= Given records =
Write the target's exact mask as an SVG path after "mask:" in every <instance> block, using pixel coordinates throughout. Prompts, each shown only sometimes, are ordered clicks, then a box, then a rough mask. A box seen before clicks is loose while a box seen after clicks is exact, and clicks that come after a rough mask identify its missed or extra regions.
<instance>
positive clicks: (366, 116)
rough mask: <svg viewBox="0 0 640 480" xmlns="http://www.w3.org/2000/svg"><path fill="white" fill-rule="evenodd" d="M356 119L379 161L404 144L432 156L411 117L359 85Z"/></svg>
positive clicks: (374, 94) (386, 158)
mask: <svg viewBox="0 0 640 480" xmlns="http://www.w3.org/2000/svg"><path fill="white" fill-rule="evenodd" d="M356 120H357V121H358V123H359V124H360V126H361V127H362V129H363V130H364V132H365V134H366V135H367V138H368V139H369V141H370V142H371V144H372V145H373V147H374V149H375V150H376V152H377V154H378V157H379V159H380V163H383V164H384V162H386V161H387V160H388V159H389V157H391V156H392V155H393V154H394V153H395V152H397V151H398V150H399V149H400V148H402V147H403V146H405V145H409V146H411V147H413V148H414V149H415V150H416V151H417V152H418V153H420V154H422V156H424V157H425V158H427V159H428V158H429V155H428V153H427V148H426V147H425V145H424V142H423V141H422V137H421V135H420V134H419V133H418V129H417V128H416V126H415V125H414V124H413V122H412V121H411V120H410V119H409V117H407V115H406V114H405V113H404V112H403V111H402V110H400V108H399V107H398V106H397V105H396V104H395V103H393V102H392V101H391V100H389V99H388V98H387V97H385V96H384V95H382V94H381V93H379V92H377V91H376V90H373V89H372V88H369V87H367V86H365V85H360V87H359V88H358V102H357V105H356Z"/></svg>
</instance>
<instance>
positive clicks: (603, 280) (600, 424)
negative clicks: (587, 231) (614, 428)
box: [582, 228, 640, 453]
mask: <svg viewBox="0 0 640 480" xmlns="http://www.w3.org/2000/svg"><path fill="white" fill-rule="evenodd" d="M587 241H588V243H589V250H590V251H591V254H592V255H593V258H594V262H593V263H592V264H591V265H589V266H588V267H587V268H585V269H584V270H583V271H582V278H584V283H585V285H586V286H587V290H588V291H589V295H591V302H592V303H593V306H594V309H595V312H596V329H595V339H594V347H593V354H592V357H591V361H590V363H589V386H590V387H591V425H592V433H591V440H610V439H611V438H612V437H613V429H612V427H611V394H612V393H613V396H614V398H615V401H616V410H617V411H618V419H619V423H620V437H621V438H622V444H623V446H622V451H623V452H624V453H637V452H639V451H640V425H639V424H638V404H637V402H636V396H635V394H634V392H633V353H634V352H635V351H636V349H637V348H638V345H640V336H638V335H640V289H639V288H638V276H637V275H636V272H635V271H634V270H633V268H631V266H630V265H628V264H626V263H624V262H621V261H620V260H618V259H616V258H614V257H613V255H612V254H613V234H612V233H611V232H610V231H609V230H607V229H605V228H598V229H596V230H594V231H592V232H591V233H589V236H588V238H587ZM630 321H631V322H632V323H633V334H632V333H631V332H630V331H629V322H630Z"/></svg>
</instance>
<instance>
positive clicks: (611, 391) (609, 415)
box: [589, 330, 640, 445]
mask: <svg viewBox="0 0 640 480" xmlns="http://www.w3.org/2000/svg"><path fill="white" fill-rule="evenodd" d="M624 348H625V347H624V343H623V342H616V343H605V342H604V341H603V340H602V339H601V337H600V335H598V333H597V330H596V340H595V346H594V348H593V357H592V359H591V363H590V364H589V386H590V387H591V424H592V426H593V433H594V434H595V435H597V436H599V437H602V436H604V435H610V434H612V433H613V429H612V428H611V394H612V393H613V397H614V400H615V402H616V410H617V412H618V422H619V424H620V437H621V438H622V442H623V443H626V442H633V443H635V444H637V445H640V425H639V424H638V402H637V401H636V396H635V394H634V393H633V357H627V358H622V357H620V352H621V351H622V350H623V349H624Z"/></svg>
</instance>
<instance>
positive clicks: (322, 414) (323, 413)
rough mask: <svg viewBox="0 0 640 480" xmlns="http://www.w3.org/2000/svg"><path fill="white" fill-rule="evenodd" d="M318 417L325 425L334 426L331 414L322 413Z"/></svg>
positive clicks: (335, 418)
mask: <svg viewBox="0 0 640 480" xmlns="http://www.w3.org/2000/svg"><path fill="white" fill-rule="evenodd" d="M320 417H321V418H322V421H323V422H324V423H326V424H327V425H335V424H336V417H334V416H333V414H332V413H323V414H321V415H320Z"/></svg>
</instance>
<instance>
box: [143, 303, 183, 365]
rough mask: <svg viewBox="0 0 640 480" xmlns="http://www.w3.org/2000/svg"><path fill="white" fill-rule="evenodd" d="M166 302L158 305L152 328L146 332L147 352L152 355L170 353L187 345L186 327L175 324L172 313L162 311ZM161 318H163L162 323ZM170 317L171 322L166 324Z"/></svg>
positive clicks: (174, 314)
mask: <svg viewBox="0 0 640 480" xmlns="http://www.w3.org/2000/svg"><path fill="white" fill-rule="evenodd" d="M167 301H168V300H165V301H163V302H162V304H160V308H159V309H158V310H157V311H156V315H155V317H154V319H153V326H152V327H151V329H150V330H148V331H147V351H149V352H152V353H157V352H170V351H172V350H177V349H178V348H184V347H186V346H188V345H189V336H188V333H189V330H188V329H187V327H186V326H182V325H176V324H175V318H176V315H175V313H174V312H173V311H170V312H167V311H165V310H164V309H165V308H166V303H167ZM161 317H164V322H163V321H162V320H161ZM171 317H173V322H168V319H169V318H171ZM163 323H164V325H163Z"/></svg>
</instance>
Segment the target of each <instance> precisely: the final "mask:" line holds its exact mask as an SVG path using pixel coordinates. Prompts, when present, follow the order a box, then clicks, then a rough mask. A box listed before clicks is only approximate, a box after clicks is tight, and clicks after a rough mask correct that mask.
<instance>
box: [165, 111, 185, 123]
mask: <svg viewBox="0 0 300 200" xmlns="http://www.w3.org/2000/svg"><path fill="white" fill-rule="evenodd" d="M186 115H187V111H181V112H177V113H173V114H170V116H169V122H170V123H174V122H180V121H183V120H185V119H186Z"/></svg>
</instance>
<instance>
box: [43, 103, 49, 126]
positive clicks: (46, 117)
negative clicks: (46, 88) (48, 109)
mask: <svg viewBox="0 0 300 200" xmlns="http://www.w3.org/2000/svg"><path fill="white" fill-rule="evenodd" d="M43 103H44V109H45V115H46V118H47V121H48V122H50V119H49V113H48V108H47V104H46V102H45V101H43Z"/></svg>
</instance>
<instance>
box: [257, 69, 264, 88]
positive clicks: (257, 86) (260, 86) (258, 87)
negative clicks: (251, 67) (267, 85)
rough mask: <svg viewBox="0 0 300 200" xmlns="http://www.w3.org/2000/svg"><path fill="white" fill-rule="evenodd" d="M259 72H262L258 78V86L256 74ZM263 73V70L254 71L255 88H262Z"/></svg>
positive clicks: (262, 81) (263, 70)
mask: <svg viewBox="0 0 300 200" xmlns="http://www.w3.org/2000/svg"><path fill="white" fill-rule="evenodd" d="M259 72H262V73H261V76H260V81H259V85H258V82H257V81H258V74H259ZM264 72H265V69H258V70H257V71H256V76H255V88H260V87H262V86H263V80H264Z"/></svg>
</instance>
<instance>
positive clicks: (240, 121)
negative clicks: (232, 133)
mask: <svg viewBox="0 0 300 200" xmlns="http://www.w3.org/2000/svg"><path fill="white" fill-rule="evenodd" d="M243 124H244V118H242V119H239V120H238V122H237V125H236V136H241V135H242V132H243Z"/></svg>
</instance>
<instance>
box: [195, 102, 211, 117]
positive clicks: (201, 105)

= What the task requires =
How many lines of the material above contain the word "coordinates"? Answer with the number only.

= Final answer =
2